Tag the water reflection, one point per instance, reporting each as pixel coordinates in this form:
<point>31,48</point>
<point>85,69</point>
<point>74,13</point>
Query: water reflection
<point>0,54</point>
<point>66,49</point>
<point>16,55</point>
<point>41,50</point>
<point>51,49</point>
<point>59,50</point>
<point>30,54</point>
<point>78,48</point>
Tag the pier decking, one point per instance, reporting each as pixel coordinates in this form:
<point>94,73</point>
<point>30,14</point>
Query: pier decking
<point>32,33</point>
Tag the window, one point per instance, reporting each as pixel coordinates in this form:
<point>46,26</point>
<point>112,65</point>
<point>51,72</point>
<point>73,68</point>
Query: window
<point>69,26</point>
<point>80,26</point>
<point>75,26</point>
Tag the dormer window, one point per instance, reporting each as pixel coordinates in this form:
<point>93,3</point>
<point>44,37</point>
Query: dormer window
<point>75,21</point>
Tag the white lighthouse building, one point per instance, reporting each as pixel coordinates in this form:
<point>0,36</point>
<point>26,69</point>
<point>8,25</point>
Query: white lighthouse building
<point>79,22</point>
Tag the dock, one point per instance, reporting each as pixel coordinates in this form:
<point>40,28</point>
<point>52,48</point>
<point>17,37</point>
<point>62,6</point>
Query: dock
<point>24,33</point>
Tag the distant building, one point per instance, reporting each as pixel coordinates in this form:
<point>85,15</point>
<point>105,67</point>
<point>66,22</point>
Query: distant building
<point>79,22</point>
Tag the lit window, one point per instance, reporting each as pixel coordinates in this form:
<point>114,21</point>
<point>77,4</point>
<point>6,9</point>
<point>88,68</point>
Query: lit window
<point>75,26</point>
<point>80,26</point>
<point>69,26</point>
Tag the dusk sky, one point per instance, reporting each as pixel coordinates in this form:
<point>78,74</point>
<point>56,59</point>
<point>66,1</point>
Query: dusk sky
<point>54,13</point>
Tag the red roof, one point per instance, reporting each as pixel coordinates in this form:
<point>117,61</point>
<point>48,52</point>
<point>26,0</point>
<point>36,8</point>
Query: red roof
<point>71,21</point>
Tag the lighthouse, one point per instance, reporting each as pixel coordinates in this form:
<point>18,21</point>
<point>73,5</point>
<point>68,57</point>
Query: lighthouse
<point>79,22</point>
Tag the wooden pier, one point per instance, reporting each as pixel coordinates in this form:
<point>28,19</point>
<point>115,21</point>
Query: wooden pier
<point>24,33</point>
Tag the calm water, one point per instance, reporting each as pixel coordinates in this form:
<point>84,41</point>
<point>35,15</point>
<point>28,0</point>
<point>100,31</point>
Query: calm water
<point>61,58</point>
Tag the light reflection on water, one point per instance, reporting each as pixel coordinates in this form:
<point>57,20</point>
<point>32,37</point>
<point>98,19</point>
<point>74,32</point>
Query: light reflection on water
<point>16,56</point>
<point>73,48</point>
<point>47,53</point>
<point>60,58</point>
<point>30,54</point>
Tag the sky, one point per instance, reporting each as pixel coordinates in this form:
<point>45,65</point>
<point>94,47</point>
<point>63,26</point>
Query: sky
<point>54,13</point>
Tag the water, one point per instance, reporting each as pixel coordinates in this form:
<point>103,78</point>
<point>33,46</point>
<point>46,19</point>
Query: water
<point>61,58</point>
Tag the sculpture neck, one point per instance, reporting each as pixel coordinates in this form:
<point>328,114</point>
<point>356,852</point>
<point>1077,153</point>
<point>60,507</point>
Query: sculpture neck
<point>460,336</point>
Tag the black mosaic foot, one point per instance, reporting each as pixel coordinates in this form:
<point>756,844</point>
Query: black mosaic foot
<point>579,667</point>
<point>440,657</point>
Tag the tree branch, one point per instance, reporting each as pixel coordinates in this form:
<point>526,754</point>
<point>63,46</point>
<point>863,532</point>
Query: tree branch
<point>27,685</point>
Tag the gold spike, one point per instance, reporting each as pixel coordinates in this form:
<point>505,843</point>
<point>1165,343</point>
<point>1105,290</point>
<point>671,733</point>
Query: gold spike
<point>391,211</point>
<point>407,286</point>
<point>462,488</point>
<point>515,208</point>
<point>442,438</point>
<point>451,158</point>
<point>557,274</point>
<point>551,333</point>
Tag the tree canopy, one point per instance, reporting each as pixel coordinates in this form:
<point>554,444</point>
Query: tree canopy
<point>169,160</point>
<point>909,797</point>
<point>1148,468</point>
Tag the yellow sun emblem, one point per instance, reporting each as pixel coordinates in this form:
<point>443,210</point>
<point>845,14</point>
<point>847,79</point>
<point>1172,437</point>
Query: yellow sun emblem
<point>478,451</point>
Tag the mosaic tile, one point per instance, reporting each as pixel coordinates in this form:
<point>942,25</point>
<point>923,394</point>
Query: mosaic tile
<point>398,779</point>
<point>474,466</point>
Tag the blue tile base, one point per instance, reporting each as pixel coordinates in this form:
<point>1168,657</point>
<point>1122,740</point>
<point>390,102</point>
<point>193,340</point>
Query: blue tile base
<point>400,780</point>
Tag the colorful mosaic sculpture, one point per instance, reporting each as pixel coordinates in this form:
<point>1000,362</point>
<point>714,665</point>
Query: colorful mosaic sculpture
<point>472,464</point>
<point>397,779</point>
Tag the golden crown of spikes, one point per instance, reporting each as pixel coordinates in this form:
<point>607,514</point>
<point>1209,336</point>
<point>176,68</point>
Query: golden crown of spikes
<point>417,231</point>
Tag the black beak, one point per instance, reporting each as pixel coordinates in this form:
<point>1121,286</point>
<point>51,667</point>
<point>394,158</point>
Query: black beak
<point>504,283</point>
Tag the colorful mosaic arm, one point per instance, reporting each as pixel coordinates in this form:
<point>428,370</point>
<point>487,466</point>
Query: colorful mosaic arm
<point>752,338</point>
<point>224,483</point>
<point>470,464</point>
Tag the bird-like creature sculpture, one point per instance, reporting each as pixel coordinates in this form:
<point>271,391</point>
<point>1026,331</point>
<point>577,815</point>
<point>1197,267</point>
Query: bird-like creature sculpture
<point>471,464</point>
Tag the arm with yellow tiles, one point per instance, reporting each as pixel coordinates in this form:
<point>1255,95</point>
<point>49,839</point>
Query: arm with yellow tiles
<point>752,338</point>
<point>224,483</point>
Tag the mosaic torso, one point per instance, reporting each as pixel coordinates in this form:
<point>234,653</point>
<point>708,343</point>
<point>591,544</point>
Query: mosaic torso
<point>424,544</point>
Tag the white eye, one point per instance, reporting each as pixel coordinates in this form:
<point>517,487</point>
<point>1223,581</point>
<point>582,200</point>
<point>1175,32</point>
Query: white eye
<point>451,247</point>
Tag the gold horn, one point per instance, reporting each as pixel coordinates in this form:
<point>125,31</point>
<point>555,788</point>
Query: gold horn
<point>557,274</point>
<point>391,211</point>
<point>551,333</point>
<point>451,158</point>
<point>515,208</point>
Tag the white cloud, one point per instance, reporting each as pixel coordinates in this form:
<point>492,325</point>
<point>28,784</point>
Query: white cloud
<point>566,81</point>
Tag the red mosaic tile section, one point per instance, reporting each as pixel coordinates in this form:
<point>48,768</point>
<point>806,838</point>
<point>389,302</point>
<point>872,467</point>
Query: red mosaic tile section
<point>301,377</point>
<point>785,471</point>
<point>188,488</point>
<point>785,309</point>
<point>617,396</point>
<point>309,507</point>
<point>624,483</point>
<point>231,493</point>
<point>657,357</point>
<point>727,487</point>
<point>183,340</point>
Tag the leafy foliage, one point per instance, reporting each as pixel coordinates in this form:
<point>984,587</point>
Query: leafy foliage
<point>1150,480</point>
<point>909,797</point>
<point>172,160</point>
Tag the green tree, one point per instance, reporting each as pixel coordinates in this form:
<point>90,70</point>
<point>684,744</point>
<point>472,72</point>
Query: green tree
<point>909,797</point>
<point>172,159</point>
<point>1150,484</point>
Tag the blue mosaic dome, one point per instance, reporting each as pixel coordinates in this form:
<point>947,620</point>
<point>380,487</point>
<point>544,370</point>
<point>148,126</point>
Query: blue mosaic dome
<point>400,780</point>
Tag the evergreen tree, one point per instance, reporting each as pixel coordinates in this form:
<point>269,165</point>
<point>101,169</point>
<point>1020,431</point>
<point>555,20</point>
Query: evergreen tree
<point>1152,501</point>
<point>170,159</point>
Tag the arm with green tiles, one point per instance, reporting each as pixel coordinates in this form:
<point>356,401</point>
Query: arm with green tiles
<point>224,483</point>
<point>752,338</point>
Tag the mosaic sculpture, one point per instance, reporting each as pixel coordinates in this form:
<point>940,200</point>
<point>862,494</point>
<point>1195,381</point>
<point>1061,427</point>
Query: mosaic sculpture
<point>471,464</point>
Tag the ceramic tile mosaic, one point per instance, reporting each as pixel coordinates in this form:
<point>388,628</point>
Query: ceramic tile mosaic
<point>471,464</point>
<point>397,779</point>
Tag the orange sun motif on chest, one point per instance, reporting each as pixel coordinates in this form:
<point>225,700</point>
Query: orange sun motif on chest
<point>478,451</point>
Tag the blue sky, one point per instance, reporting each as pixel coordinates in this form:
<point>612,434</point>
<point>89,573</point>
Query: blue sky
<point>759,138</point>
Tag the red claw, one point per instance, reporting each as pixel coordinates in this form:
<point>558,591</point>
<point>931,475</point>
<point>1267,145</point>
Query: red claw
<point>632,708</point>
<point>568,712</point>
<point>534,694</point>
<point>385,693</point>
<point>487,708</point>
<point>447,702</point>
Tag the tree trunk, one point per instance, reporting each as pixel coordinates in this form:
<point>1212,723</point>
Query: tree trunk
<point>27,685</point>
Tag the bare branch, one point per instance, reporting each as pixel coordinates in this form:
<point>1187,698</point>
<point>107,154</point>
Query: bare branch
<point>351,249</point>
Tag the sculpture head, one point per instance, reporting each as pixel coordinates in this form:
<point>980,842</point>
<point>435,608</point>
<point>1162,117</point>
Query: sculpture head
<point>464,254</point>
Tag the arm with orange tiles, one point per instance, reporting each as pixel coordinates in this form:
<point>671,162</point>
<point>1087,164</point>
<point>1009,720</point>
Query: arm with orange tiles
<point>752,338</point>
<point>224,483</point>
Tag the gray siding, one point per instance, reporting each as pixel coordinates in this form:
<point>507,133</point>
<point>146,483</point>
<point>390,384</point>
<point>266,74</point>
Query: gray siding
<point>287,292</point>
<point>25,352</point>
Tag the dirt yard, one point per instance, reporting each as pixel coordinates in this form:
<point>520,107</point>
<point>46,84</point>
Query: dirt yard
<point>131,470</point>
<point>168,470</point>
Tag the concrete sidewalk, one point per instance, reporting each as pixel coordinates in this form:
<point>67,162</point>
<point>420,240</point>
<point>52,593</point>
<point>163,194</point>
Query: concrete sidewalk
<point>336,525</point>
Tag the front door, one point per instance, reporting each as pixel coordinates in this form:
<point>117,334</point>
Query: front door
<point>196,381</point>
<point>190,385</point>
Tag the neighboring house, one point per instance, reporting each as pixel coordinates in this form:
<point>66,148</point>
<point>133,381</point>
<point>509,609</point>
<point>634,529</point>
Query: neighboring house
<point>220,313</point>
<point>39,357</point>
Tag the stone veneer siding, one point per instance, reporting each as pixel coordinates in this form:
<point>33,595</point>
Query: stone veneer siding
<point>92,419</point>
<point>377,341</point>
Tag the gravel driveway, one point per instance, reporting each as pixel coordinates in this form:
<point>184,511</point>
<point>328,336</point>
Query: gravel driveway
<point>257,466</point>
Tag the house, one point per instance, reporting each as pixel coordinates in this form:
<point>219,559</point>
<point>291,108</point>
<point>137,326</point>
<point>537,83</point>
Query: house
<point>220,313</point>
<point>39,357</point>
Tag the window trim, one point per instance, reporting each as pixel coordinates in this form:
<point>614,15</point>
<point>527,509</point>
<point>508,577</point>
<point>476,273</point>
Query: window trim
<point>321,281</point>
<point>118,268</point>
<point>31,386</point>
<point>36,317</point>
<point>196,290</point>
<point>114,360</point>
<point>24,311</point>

====================

| WORK TASK |
An exact copy of the lines above, from the one containing "Query: bird-like creature sculpture" down to the one containing "<point>1175,32</point>" and including both, is the whole answer; retype it and nothing else.

| YOUR SOLUTION |
Query: bird-like creature sculpture
<point>471,464</point>
Tag the arm with yellow tiles, one point per instance, reporting each as pixel coordinates in this form:
<point>1255,95</point>
<point>49,839</point>
Query: arm with yellow tiles
<point>752,338</point>
<point>224,483</point>
Tag the mosaic torso, one point per instance, reporting each as pixel coordinates in this form:
<point>234,653</point>
<point>708,343</point>
<point>591,544</point>
Query: mosaic torso
<point>424,544</point>
Tag the white eye, one point per instance, reporting each as pixel coordinates in this form:
<point>517,487</point>
<point>1223,581</point>
<point>582,200</point>
<point>1175,32</point>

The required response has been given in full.